>> begin Supplied data
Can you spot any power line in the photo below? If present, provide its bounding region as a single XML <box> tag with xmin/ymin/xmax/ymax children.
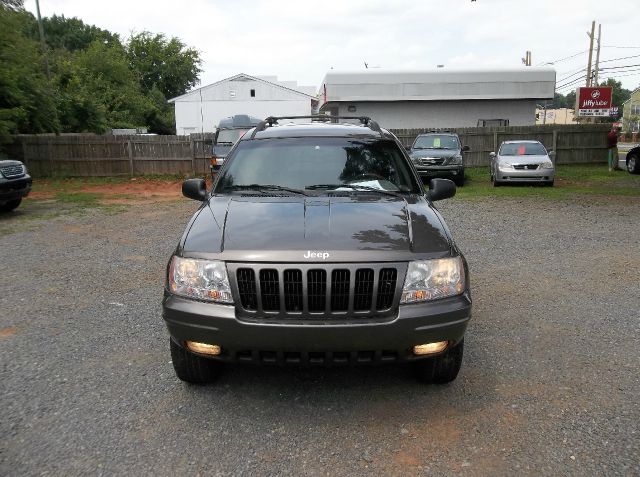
<box><xmin>602</xmin><ymin>45</ymin><xmax>640</xmax><ymax>50</ymax></box>
<box><xmin>600</xmin><ymin>64</ymin><xmax>640</xmax><ymax>70</ymax></box>
<box><xmin>600</xmin><ymin>55</ymin><xmax>640</xmax><ymax>63</ymax></box>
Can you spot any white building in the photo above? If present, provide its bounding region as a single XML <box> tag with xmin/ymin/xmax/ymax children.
<box><xmin>169</xmin><ymin>73</ymin><xmax>318</xmax><ymax>135</ymax></box>
<box><xmin>320</xmin><ymin>67</ymin><xmax>556</xmax><ymax>129</ymax></box>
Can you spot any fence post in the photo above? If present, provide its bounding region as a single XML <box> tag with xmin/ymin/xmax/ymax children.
<box><xmin>20</xmin><ymin>138</ymin><xmax>31</xmax><ymax>168</ymax></box>
<box><xmin>189</xmin><ymin>135</ymin><xmax>196</xmax><ymax>177</ymax></box>
<box><xmin>127</xmin><ymin>139</ymin><xmax>133</xmax><ymax>176</ymax></box>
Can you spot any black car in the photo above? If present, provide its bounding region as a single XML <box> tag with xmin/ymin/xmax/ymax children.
<box><xmin>163</xmin><ymin>118</ymin><xmax>471</xmax><ymax>383</ymax></box>
<box><xmin>409</xmin><ymin>132</ymin><xmax>469</xmax><ymax>186</ymax></box>
<box><xmin>211</xmin><ymin>114</ymin><xmax>261</xmax><ymax>177</ymax></box>
<box><xmin>625</xmin><ymin>146</ymin><xmax>640</xmax><ymax>174</ymax></box>
<box><xmin>0</xmin><ymin>159</ymin><xmax>32</xmax><ymax>212</ymax></box>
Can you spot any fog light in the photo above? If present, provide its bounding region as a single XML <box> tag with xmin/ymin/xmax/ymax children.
<box><xmin>413</xmin><ymin>341</ymin><xmax>449</xmax><ymax>356</ymax></box>
<box><xmin>186</xmin><ymin>341</ymin><xmax>222</xmax><ymax>356</ymax></box>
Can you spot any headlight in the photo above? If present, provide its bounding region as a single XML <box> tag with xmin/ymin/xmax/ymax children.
<box><xmin>169</xmin><ymin>256</ymin><xmax>233</xmax><ymax>303</ymax></box>
<box><xmin>400</xmin><ymin>256</ymin><xmax>465</xmax><ymax>303</ymax></box>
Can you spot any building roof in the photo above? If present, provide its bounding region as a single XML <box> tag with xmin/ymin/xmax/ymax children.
<box><xmin>320</xmin><ymin>66</ymin><xmax>556</xmax><ymax>104</ymax></box>
<box><xmin>167</xmin><ymin>73</ymin><xmax>316</xmax><ymax>103</ymax></box>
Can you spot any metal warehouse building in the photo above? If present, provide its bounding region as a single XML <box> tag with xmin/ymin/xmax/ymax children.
<box><xmin>169</xmin><ymin>73</ymin><xmax>318</xmax><ymax>135</ymax></box>
<box><xmin>320</xmin><ymin>67</ymin><xmax>556</xmax><ymax>129</ymax></box>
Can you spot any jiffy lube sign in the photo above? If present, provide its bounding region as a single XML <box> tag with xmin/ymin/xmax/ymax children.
<box><xmin>576</xmin><ymin>86</ymin><xmax>613</xmax><ymax>116</ymax></box>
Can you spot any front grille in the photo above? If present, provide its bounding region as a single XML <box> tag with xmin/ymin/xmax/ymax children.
<box><xmin>0</xmin><ymin>164</ymin><xmax>24</xmax><ymax>179</ymax></box>
<box><xmin>418</xmin><ymin>157</ymin><xmax>444</xmax><ymax>166</ymax></box>
<box><xmin>229</xmin><ymin>264</ymin><xmax>406</xmax><ymax>319</ymax></box>
<box><xmin>260</xmin><ymin>268</ymin><xmax>280</xmax><ymax>311</ymax></box>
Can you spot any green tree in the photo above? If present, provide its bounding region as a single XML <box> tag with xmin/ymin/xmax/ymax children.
<box><xmin>32</xmin><ymin>15</ymin><xmax>122</xmax><ymax>51</ymax></box>
<box><xmin>0</xmin><ymin>0</ymin><xmax>58</xmax><ymax>143</ymax></box>
<box><xmin>126</xmin><ymin>31</ymin><xmax>202</xmax><ymax>99</ymax></box>
<box><xmin>56</xmin><ymin>40</ymin><xmax>153</xmax><ymax>133</ymax></box>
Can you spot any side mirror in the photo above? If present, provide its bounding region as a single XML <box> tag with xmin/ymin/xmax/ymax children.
<box><xmin>182</xmin><ymin>179</ymin><xmax>207</xmax><ymax>202</ymax></box>
<box><xmin>427</xmin><ymin>179</ymin><xmax>456</xmax><ymax>202</ymax></box>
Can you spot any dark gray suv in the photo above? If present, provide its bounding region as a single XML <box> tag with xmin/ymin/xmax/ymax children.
<box><xmin>163</xmin><ymin>117</ymin><xmax>471</xmax><ymax>383</ymax></box>
<box><xmin>409</xmin><ymin>132</ymin><xmax>469</xmax><ymax>186</ymax></box>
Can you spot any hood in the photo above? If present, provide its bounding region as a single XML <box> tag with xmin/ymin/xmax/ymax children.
<box><xmin>182</xmin><ymin>194</ymin><xmax>451</xmax><ymax>262</ymax></box>
<box><xmin>409</xmin><ymin>149</ymin><xmax>460</xmax><ymax>159</ymax></box>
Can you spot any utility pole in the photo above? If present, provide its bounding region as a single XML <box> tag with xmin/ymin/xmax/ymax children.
<box><xmin>36</xmin><ymin>0</ymin><xmax>51</xmax><ymax>83</ymax></box>
<box><xmin>586</xmin><ymin>20</ymin><xmax>596</xmax><ymax>88</ymax></box>
<box><xmin>593</xmin><ymin>24</ymin><xmax>602</xmax><ymax>86</ymax></box>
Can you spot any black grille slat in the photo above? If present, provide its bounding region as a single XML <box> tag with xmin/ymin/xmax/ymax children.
<box><xmin>331</xmin><ymin>269</ymin><xmax>350</xmax><ymax>311</ymax></box>
<box><xmin>236</xmin><ymin>268</ymin><xmax>258</xmax><ymax>310</ymax></box>
<box><xmin>376</xmin><ymin>268</ymin><xmax>398</xmax><ymax>310</ymax></box>
<box><xmin>307</xmin><ymin>269</ymin><xmax>327</xmax><ymax>313</ymax></box>
<box><xmin>232</xmin><ymin>264</ymin><xmax>404</xmax><ymax>320</ymax></box>
<box><xmin>284</xmin><ymin>270</ymin><xmax>302</xmax><ymax>312</ymax></box>
<box><xmin>353</xmin><ymin>268</ymin><xmax>374</xmax><ymax>311</ymax></box>
<box><xmin>260</xmin><ymin>268</ymin><xmax>280</xmax><ymax>311</ymax></box>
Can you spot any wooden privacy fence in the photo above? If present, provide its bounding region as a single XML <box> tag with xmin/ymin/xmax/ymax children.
<box><xmin>392</xmin><ymin>124</ymin><xmax>611</xmax><ymax>166</ymax></box>
<box><xmin>8</xmin><ymin>124</ymin><xmax>609</xmax><ymax>177</ymax></box>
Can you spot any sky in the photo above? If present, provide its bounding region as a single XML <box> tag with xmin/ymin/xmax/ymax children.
<box><xmin>25</xmin><ymin>0</ymin><xmax>640</xmax><ymax>94</ymax></box>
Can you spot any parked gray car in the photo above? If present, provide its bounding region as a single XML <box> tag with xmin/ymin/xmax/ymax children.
<box><xmin>162</xmin><ymin>116</ymin><xmax>471</xmax><ymax>383</ymax></box>
<box><xmin>490</xmin><ymin>141</ymin><xmax>555</xmax><ymax>187</ymax></box>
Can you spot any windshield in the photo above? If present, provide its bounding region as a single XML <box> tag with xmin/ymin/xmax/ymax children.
<box><xmin>413</xmin><ymin>134</ymin><xmax>460</xmax><ymax>149</ymax></box>
<box><xmin>500</xmin><ymin>142</ymin><xmax>547</xmax><ymax>156</ymax></box>
<box><xmin>215</xmin><ymin>137</ymin><xmax>420</xmax><ymax>193</ymax></box>
<box><xmin>216</xmin><ymin>129</ymin><xmax>248</xmax><ymax>145</ymax></box>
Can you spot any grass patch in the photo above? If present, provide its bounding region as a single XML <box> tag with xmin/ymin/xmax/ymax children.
<box><xmin>456</xmin><ymin>164</ymin><xmax>640</xmax><ymax>199</ymax></box>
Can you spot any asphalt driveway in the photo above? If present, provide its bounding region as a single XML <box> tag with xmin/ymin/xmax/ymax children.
<box><xmin>0</xmin><ymin>197</ymin><xmax>640</xmax><ymax>476</ymax></box>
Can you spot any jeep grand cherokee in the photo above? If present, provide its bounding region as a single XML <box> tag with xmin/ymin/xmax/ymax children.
<box><xmin>163</xmin><ymin>118</ymin><xmax>471</xmax><ymax>383</ymax></box>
>> end Supplied data
§ **Objective**
Collect every line in the rows above that contains the word "below", and copy each one unchanged. Matching is case-sensitive.

§ **Answer to the task**
Can you spot any power line in the photo below? If present, provide its bounding region as a single XML <box> tag with xmin/ymin/xmax/ymax children.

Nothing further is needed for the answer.